### Task list
**A)** Rewrite the part of the thread on big bucks and bait piles that opens with the words containing "## HUBBHUNTER (Aug" and closes with "(Jul 30, 2007)", swapping "rut" for "breeding season".
**B)** Carry on the thread on big bucks and bait piles from the last sentence shown.

# Do big bucks go to bait piles?



## Kingcrapp (Jan 6, 2009)

Do big bucks go to bait piles?
Suggestions?


----------



## rexcramer (Mar 16, 2008)

Not usually but bait attracts does which attracts bucks. Many times the buck will be within visual range of the bait but not come right in. 

Learn to hunt the runways and not the bait itself


----------



## Pointerguy (May 22, 2006)

Years ago I had a dandy buck on the trail cam on a bait pile in the middle of the night.


----------



## HUBBHUNTER (Aug 8, 2007)

I agree with Rex. During the rut you may catch a buck at a bait pile but he isn't there to eat, he's after something else.

A mature buck will pick up the scent of bait being brought in and notice that it wasn't put there naturally. IMO


----------



## nmutroy (Jul 30, 2007)

Kingcrapp said:


> Do big bucks go to bait piles?
> Suggestions?


 
Not sure what kind of answer your looking for here. Of course "some" big bucks will go to bait piles. Other big bucks may not. I know of a lot of nice bucks that were shot of bait piles. Your going to get a different answer from most people. Bait works, but it doesnt always work for the big ones.


----------



## Skibum (Oct 3, 2000)

Big bucks can be killed on bait piles but if that is what you are after your odds are better hunting staging areas or travel corridors.
_Posted via Mobile Device_


----------



## davidshane (Feb 29, 2004)

rexcramer said:


> Not usually but bait attracts does which attracts bucks. Many times the buck will be within visual range of the bait but not come right in.
> 
> Learn to hunt the runways and not the bait itself


Wrong!!!

Big bucks will absolutely go to bait. However, there are more than one reasons more big bucks are not killed at bait. 

Number 1: a lack of big bucks. Its hard to kill big boys in most places in MI because, quite frankly, most place have very few. This is the single biggest reason why more trophies are not taken over bait. The areas that do have larger numbers of older male deer are typically ag areas and baiting is less effective because food is everywhere.

Number 2: simply throwing out bait is not highly effective. To work well, bait stations need to be maintaned so that deer know it is there. Thats why guys that live near their baited stands can keep them fresh and keep deer visiting their stand location. Also, you must do your very best to minimize scent left behind despite repeated visits. I know many many hunters that are serious about their hunting and are very sucessful with killing mature bucks while they feed at a bait station. They wear rubber and spray down before making a trip in. They walk through water to minimize scent. They do not walk around in the area looking for the sign that deer are leaving behind. If food is available to them in a manner that doesnt spoke them, "they will come". Walk out in your tennis shoes after working all day and you will be in for a lot of slow nights.

[Labeled area outline entries]

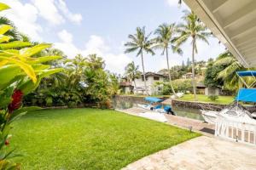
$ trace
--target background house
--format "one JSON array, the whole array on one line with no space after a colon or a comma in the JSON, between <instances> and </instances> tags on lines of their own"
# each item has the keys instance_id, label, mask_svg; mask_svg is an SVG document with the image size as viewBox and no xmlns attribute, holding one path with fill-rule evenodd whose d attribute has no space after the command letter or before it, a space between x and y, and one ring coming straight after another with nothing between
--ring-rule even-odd
<instances>
[{"instance_id":1,"label":"background house","mask_svg":"<svg viewBox=\"0 0 256 170\"><path fill-rule=\"evenodd\" d=\"M154 84L157 82L164 82L164 79L166 77L162 74L157 74L154 72L146 72L145 76L148 92L150 95L158 94L161 90L160 87L155 87ZM145 94L146 90L144 87L143 75L142 75L140 78L135 79L135 82L137 88L137 92L135 93ZM132 82L132 85L134 87L134 82Z\"/></svg>"},{"instance_id":2,"label":"background house","mask_svg":"<svg viewBox=\"0 0 256 170\"><path fill-rule=\"evenodd\" d=\"M149 95L156 94L160 91L161 91L161 87L154 86L155 82L164 82L166 76L162 74L157 74L154 72L146 72L146 83L147 83L147 89ZM146 89L144 87L144 78L143 75L142 74L141 76L137 79L135 79L135 83L137 86L137 90L135 89L134 82L129 82L127 79L123 78L119 86L121 88L122 93L124 94L146 94Z\"/></svg>"}]
</instances>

### Answers for the tasks
**A)**
## HUBBHUNTER (Aug 8, 2007)

I agree with Rex. During the breeding season you may catch a buck at a bait pile but he isn't there to eat, he's after something else.

A mature buck will pick up the scent of bait being brought in and notice that it wasn't put there naturally. IMO


----------



## nmutroy (Jul 30, 2007)

**B)**
Long story short, hunters kill big bucks in KY, OH, Ont and Sas all the time while hunted baited stands. It can work just as well here if you hunt smart and are in an area with big boys.


----------



## marksman72 (Dec 20, 2003)

Yes, you can kill a big buck at a bait pile...I did. He was eating carrots early in the morning on Nov. 7, 2003. Note, it was early morning during the Pre-Rut. My idea for the bait pile was to attract Does to the area which in turn would attract Bucks. I sprayed a lot of Doe Urine around the area to get the Bucks interested. I guess it worked.


----------



## rexcramer (Mar 16, 2008)

davidshane said:


> Wrong!!!
> 
> Big bucks will absolutely go to bait. However, there are more than one reasons more big bucks are not killed at bait.
> 
> ...


WRONG!!

I said big bucks do not usually go into bait, not that they NEVER go to bait. This is not KY, ONT, or OH, its Michigan where the hunter density is much greater and most big bucks have had a close call or ten in their younger years. Usually in my experience in MICHIGAN bucks will circle a bait pile close enough to see if a hot doe is there, then leave. During the night they will hit bait.

Your logic makes no sense. If the poster "hunts smart and is in an area" with a nice buck, why use bait at all? Just hunt corridors if he is hunting "an area with big boys"


----------



## charcoal300zxtt (Sep 8, 2011)

Yes monster bucks will and do feed at bait piles.....at night! I've got multiple pics on my trail camera of a monster 10 point on the bait pile, but only at night, in 3 years of pictures of large bucks on my bait piles i have yet to get one in the daylight. I'm not saying it doesnt happen at all just not for me, now scrub bucks is a different story.


----------



## jimmyo17 (Jun 7, 2011)

charcoal300zxtt said:


> Yes monster bucks will and do feed at bait piles.....at night! I've got multiple pics on my trail camera of a monster 10 point on the bait pile, but only at night, in 3 years of pictures of large bucks on my bait piles i have yet to get one in the daylight. I'm not saying it doesnt happen at all just not for me, now scrub bucks is a different story.


 Agreed 100% Seen a big ten and twelve point kille of the same bait pile.They were both killed within a 2 day period.It happens but not often and has never happene to me


----------



## bersh (Dec 9, 2003)

Never.


----------



## HUBBHUNTER (Aug 8, 2007)

bersh said:


> Never.


I don't think anyone is disputing that big bucks come to bait pile occasionally, but not with any consistency. Trail cam pics of bucks at night during oct. and nov. doesn't prove much. Would you like to see pics of monster bucks hitting my bird feeder? 

sent from my rotory dial phone


----------



## bersh (Dec 9, 2003)

HUBBHUNTER said:


> I don't think anyone is disputing that big bucks come to bait pile occasionally, but not with any consistency. Trail cam pics of bucks at night during oct. and nov. doesn't prove much. Would you like to see pics of monster bucks hitting my bird feeder?
> 
> sent from my rotory dial phone


Relax. This was meant to be a bit tongue-in-cheek.


----------



## anon12192013aazz (Dec 10, 2010)

charcoal300zxtt said:


> Yes monster bucks will and do feed at bait piles.....at night! I've got multiple pics on my trail camera of a monster 10 point on the bait pile, but only at night, in 3 years of pictures of large bucks on my bait piles i have yet to get one in the daylight. I'm not saying it doesnt happen at all just not for me, now scrub bucks is a different story.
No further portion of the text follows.